> [課題] 本文のうち、「これらの問いに対する私の手短」という語句を含む箇所から始めて「ているときだ(p.26)」。」の直後で終わる部分を、一字も変えずに書き出しなさい。

> [本文]
···
アメリカ民主制を守る柔軟な「ガードレール」

 今回の短いエッセイでは、1970年代の日本人の民主主義観に焦点を当てることはしない。むしろ、今日の米国の政治状況に目を向けてみたいと思う。11月の大統領選でのドナルド・トランプ氏の敗北は民主主義の勝利ではなかったのか? 彼はこれまで徹底して民主主義の規範を犯し続けてきた。今回の選挙後には、不正選挙の訴えが主にトランプ支持者によって全米各地で次々に起こされた。根拠のないそれら60件以上の訴えが各地の(多くの場合、トランプ氏自身が任命した)裁判官によって否認されたことは民主主義の勝利ではなかったのか? 米国連邦議会への暴力的な侵攻も、最終的には各州での選挙結果を公式に認定する合同会議を止めることができなかった。このことは民主主義の勝利ではなかったのか? 厳重な警備下にあったとはいえ、その2週間後にジョー・バイデン氏が静かに式典を終え、大統領に就任したことは民主主義の勝利ではなかったのか?

 これらの問いに対する私の手短な答えは「それを知るにはまだ早すぎる」である。1974年のニクソン辞任と同じように、2020年や2021年の出来事が「アメリカ民主主義の勝利」と確信できるかというと、そうでないという人が少なくないだろう。当時と今とでは一体何が変わったのだろうか?

 先述したレビツキー氏とジブラット氏の研究は、彼らが以前に行った米国外における権威主義体制の研究から生まれている。権威主義など、どこか他国の問題と思っている多くの米国人にとってこれは皮肉なことかもしれない。彼らの行った研究は先ほどの問いかけに対して有用な手がかりを提供してくれる。合衆国憲法はたしかに優れているのかもしれないが、民主政治を維持するには文字ベースのガイドブック以上の何かが必要だと彼らは考えている。「民主主義がもっともうまく機能し、より長く生き残るのは、憲法が成文化されていない民主主義の規範によって支えられているときだ(p.26)」。
···
名前のある対象の位置を特定する項目:

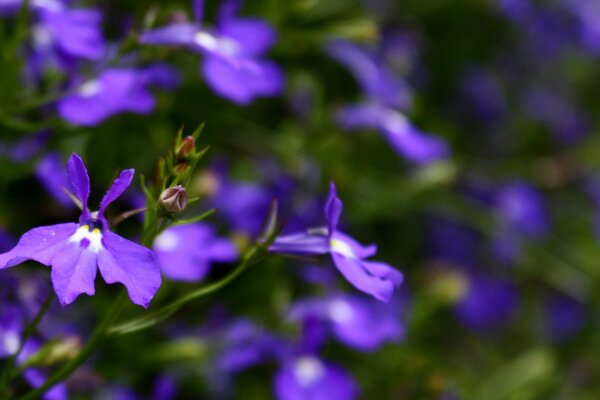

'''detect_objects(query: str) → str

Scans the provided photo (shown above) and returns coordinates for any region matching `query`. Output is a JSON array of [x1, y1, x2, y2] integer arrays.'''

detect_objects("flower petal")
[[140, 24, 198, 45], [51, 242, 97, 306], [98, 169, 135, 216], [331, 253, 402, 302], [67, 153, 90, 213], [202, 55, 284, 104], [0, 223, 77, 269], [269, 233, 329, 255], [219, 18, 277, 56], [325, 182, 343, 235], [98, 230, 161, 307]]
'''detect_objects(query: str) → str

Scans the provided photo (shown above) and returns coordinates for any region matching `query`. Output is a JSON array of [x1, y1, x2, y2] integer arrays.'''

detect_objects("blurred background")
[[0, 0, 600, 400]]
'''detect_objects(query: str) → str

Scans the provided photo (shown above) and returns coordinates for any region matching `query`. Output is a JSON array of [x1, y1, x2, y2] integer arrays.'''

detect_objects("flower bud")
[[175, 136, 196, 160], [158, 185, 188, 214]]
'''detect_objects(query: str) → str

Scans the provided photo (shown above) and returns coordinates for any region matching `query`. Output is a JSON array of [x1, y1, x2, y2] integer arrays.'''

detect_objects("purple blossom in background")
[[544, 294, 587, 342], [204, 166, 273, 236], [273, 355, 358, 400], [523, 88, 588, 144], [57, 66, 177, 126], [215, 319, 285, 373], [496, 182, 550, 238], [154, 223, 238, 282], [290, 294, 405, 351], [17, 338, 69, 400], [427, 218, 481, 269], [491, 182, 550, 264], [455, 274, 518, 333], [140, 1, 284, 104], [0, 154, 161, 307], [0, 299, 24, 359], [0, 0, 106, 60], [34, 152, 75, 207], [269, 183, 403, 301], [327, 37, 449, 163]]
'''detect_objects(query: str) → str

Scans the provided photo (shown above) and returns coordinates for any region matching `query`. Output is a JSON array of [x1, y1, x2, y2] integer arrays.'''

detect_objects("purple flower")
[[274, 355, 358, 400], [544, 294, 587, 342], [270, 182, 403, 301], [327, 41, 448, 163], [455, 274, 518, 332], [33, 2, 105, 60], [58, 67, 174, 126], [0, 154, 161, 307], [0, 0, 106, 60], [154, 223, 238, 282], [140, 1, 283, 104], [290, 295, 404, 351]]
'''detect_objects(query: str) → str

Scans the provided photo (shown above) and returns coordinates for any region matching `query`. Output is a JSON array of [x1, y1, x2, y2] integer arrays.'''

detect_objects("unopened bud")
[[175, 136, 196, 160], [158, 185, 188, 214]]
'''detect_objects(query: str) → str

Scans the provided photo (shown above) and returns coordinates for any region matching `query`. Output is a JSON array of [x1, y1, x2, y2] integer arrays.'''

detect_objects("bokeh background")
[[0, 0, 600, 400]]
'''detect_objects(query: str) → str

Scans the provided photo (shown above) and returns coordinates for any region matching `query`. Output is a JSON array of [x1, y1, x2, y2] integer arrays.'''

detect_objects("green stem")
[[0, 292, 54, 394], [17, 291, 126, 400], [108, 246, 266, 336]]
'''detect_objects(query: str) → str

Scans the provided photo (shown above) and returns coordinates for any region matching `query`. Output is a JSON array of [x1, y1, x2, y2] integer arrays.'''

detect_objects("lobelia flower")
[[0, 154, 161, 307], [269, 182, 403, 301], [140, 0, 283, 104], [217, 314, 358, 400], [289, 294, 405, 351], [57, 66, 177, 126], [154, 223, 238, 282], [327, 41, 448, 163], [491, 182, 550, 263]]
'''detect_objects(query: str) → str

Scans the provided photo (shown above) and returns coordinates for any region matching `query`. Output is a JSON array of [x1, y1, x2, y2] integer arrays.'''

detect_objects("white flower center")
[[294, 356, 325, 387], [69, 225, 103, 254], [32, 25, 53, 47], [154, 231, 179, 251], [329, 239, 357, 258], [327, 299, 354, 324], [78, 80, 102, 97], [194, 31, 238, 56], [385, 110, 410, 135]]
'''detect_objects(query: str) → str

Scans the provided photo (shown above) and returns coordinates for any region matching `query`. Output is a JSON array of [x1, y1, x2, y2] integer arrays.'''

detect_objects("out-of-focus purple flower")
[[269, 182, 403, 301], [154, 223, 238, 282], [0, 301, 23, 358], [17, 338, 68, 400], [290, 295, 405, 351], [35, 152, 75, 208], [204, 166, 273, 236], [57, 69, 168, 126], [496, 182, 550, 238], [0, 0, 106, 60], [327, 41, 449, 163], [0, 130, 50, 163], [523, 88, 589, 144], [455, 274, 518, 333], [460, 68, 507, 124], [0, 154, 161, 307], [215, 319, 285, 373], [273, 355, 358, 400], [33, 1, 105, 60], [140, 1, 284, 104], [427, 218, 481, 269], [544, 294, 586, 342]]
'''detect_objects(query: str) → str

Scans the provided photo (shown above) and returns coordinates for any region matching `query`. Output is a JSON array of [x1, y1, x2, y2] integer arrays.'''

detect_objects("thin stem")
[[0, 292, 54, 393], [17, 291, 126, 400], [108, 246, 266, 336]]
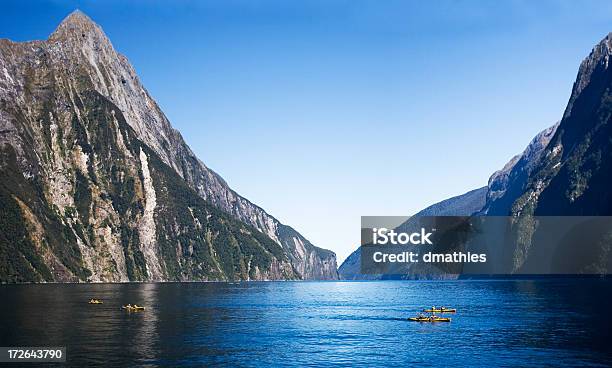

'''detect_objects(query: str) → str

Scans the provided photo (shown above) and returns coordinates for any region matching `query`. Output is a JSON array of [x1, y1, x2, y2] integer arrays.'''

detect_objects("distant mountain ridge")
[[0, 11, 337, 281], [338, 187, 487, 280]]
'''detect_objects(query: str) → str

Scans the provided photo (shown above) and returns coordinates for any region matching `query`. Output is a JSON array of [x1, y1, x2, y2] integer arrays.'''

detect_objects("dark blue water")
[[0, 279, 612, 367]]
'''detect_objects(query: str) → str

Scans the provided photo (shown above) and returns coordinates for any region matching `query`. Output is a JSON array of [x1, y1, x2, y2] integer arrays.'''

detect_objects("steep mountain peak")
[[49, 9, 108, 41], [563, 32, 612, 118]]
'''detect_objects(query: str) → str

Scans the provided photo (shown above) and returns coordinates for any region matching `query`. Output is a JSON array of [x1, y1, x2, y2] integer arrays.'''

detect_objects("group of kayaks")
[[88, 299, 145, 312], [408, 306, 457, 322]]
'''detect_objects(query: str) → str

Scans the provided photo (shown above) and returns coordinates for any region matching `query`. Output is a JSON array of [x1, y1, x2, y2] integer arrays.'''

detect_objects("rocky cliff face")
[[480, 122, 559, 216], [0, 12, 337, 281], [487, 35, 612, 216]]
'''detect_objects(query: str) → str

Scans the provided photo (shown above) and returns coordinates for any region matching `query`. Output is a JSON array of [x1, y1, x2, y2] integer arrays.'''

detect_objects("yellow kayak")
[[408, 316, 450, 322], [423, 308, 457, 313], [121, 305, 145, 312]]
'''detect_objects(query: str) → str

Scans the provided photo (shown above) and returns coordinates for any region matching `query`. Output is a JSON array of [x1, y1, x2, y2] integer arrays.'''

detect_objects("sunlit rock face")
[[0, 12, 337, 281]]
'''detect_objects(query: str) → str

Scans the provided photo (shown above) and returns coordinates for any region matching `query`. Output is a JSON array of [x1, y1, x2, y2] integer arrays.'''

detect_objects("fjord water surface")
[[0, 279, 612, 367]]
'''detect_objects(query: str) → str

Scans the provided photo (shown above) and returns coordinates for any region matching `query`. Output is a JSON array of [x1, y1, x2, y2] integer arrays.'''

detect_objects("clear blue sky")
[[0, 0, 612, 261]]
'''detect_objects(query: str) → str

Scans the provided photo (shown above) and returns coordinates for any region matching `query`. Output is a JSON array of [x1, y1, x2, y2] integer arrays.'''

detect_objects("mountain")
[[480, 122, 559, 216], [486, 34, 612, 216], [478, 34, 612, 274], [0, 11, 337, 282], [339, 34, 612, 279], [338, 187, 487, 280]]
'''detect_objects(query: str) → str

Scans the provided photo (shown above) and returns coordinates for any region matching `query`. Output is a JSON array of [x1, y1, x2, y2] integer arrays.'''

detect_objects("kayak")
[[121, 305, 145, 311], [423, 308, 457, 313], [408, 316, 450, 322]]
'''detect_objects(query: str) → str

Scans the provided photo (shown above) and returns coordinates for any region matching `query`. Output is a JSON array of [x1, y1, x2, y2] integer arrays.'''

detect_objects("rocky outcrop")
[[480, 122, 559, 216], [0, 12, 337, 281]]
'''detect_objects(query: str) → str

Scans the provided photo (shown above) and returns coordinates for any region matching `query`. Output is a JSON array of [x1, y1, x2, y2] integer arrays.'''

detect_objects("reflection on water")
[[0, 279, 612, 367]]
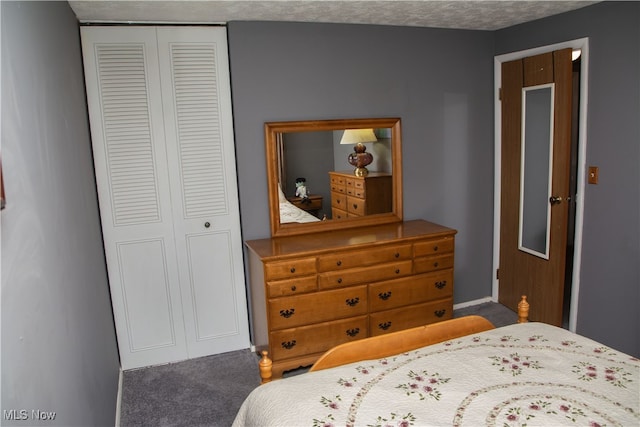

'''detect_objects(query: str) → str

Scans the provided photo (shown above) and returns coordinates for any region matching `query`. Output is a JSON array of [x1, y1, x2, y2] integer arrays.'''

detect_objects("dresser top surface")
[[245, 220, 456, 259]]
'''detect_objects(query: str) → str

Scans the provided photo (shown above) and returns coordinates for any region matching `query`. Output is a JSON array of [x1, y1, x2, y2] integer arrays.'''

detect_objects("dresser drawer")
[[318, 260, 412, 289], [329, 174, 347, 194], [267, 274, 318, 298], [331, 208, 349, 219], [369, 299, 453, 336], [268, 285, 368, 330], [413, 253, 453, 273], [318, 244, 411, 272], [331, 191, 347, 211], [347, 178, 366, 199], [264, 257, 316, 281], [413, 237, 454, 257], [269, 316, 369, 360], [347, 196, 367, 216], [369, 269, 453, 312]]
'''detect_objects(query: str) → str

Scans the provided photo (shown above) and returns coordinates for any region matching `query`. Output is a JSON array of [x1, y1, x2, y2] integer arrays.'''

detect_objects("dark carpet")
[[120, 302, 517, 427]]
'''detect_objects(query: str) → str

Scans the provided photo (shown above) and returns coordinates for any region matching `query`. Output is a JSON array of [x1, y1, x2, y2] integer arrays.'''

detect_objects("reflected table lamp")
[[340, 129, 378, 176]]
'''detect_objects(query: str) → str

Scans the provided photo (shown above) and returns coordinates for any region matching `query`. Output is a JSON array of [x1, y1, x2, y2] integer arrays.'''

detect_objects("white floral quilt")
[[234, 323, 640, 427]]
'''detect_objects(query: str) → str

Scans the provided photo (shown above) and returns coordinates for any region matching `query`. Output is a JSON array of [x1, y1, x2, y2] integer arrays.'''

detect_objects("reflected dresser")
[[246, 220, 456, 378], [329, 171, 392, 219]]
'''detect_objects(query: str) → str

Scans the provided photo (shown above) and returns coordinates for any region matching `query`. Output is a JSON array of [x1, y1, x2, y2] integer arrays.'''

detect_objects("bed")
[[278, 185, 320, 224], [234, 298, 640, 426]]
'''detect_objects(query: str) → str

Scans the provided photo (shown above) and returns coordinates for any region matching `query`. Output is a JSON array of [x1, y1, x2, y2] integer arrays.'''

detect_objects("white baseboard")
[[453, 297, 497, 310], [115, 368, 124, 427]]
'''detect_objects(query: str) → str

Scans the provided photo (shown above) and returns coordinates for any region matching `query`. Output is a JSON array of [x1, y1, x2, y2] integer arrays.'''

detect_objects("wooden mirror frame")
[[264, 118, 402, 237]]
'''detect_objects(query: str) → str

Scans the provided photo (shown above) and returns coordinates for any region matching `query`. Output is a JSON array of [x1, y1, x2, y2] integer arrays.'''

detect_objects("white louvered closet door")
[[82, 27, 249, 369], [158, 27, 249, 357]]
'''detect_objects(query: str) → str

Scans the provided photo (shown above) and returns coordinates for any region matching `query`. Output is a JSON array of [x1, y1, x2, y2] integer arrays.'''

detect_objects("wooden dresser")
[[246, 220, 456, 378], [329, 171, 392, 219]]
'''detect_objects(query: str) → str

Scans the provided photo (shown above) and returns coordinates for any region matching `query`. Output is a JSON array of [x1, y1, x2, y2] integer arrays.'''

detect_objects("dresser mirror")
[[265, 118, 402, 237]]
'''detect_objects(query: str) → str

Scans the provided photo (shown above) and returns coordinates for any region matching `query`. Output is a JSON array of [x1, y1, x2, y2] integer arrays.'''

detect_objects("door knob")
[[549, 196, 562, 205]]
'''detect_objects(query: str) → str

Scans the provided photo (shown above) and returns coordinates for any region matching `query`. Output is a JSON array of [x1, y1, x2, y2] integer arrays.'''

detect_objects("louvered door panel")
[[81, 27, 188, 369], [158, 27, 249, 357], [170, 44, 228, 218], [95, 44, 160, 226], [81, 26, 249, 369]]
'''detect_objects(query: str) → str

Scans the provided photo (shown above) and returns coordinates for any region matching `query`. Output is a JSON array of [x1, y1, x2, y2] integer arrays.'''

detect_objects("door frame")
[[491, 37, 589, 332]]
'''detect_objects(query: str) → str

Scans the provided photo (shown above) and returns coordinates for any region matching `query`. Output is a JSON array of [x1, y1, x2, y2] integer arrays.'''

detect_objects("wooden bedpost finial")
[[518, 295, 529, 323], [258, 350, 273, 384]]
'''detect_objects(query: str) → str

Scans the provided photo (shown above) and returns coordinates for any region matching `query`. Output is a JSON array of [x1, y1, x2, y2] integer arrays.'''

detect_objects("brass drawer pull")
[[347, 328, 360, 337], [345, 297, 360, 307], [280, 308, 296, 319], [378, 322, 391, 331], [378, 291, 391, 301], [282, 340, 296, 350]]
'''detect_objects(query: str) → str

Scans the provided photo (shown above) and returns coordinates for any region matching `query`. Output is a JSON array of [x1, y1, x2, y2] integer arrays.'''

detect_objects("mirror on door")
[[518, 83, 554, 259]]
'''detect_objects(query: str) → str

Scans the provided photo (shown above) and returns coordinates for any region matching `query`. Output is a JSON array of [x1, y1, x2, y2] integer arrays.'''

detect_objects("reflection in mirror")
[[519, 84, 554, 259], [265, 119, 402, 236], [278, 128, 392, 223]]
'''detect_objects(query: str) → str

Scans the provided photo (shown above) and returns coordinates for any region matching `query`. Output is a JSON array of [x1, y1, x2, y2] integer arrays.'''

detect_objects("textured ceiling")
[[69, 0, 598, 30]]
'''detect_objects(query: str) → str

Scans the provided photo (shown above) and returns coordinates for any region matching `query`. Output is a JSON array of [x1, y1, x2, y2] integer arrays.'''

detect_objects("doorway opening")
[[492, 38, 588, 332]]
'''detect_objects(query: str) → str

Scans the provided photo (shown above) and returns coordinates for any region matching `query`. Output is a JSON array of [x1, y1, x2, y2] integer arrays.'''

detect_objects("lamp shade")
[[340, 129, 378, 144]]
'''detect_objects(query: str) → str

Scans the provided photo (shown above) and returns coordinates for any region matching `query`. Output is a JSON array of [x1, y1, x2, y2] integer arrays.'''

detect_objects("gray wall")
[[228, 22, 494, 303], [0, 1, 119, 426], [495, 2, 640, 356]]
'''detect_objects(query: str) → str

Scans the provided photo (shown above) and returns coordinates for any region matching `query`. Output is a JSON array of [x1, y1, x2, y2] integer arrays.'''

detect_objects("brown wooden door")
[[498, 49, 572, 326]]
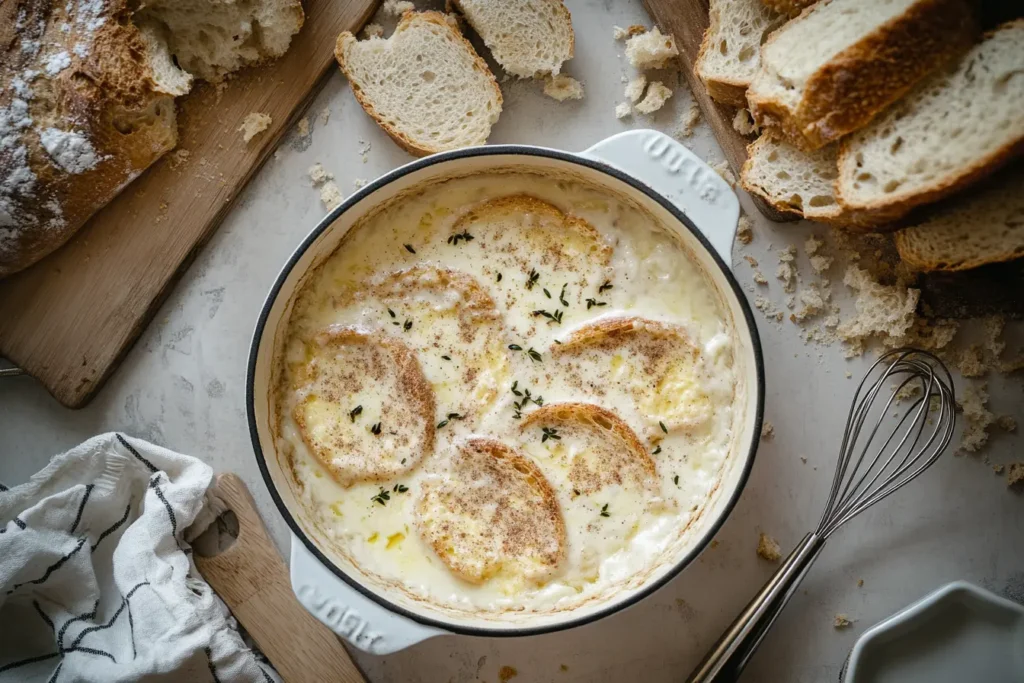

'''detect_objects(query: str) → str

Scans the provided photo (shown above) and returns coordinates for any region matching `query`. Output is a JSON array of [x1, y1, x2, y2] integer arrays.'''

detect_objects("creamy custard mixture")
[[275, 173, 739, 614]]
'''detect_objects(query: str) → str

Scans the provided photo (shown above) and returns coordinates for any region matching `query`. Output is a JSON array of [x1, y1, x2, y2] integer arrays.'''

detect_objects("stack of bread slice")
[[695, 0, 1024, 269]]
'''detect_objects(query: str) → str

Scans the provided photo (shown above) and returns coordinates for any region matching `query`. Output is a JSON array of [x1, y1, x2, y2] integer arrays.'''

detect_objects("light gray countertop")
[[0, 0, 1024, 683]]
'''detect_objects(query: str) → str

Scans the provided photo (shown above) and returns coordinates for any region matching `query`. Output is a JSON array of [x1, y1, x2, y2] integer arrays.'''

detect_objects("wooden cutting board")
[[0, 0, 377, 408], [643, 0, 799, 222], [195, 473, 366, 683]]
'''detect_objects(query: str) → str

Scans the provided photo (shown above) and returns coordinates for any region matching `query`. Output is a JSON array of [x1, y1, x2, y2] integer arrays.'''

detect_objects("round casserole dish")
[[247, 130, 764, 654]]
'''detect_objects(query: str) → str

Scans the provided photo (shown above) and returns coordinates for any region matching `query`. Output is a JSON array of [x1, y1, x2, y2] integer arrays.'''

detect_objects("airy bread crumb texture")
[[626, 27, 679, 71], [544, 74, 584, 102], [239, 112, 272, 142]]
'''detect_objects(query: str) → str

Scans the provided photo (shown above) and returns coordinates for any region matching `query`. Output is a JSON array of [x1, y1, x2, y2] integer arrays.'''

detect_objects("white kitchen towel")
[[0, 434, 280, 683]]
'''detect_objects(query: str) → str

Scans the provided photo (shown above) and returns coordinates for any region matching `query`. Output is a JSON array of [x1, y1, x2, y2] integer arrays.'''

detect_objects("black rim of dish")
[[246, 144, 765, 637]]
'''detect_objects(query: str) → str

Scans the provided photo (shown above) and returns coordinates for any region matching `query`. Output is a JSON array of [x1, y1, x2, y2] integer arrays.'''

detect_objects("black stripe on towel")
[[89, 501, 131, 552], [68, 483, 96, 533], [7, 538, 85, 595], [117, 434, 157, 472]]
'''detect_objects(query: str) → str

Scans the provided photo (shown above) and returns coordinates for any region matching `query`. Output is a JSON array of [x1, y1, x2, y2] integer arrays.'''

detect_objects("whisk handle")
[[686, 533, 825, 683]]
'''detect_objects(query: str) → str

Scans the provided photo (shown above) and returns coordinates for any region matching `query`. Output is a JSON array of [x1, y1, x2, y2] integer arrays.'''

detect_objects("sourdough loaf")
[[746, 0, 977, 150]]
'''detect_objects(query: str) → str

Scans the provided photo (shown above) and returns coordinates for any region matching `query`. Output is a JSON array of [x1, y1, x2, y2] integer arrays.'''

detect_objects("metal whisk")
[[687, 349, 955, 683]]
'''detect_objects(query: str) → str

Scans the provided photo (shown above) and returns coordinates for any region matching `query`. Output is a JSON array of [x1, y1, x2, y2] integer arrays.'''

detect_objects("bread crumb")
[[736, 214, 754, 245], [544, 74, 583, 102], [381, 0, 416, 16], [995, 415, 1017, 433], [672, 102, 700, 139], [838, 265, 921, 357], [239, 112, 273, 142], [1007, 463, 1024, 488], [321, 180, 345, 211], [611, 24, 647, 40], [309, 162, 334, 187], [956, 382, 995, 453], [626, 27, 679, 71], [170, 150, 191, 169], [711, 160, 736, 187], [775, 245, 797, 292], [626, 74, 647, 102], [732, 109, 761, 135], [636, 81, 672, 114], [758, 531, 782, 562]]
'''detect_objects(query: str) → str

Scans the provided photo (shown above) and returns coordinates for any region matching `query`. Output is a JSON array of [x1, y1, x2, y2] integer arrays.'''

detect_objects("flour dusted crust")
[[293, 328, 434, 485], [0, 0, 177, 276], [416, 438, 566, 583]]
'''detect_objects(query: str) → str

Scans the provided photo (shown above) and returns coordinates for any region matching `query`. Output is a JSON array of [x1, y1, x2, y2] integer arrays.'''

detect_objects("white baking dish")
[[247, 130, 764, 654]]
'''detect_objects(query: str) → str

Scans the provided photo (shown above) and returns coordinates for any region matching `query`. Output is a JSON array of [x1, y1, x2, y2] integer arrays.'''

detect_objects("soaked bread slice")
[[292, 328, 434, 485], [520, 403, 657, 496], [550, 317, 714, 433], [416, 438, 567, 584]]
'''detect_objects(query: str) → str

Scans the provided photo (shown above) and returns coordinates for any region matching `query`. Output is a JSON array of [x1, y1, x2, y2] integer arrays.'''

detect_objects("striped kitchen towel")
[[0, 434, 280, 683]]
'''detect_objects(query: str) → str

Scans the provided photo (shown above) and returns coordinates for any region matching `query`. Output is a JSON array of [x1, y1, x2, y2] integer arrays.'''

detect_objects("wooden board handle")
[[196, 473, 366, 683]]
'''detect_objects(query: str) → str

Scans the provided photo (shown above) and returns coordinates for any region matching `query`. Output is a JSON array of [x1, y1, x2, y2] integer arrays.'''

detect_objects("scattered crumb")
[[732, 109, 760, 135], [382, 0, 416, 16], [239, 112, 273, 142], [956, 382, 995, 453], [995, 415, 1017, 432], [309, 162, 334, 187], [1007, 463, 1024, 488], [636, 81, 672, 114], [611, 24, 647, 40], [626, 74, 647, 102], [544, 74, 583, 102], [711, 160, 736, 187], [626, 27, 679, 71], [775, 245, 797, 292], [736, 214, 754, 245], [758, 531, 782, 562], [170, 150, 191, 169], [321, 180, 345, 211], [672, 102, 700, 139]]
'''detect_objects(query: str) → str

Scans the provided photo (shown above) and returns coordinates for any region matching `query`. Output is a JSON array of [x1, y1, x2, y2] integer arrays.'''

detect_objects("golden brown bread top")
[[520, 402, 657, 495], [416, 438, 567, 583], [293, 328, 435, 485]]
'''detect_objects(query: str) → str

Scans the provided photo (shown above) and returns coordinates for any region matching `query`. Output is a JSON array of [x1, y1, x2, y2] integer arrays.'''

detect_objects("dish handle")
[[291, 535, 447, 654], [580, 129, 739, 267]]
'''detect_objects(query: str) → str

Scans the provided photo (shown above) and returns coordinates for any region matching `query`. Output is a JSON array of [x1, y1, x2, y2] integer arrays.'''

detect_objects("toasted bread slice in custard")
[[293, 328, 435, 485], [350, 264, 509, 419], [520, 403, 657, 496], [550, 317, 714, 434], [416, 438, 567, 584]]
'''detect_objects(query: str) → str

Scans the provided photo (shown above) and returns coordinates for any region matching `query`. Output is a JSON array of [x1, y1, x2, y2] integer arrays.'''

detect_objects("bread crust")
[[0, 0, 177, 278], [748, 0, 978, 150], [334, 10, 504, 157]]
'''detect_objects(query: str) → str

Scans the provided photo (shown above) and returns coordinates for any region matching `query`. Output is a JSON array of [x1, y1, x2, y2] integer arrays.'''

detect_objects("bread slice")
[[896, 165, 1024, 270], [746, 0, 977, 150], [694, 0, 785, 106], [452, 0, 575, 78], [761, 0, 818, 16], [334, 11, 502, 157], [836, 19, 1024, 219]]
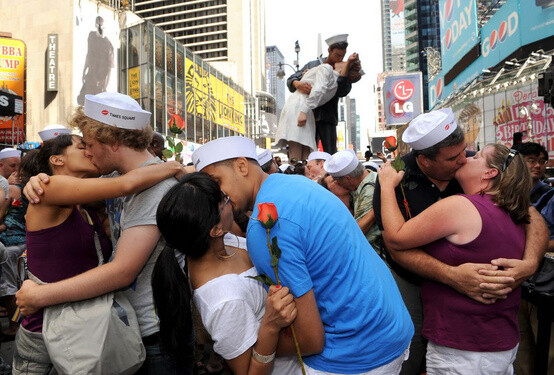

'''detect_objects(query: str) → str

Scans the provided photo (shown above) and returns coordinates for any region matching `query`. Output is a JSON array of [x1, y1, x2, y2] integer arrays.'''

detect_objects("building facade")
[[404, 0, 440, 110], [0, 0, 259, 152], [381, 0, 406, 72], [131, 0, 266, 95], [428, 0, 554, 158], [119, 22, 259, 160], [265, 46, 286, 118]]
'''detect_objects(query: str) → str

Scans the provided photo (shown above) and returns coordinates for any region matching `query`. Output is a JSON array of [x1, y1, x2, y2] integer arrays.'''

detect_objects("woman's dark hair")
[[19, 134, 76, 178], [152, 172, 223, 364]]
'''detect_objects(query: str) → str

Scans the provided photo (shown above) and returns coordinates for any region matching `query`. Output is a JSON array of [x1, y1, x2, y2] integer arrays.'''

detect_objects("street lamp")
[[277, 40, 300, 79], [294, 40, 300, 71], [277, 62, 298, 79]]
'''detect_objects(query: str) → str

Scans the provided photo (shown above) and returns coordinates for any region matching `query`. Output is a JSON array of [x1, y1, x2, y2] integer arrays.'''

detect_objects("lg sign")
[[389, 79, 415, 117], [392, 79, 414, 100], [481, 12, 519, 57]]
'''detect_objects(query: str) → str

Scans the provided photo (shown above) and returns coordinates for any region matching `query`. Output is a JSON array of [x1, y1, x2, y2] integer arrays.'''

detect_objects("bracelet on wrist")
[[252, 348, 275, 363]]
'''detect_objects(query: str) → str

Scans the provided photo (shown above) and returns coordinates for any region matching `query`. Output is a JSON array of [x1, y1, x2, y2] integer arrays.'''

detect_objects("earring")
···
> [解答]
これらの問いに対する私の手短な答えは「それを知るにはまだ早すぎる」である。1974年のニクソン辞任と同じように、2020年や2021年の出来事が「アメリカ民主主義の勝利」と確信できるかというと、そうでないという人が少なくないだろう。当時と今とでは一体何が変わったのだろうか?

 先述したレビツキー氏とジブラット氏の研究は、彼らが以前に行った米国外における権威主義体制の研究から生まれている。権威主義など、どこか他国の問題と思っている多くの米国人にとってこれは皮肉なことかもしれない。彼らの行った研究は先ほどの問いかけに対して有用な手がかりを提供してくれる。合衆国憲法はたしかに優れているのかもしれないが、民主政治を維持するには文字ベースのガイドブック以上の何かが必要だと彼らは考えている。「民主主義がもっともうまく機能し、より長く生き残るのは、憲法が成文化されていない民主主義の規範によって支えられているときだ(p.26)」。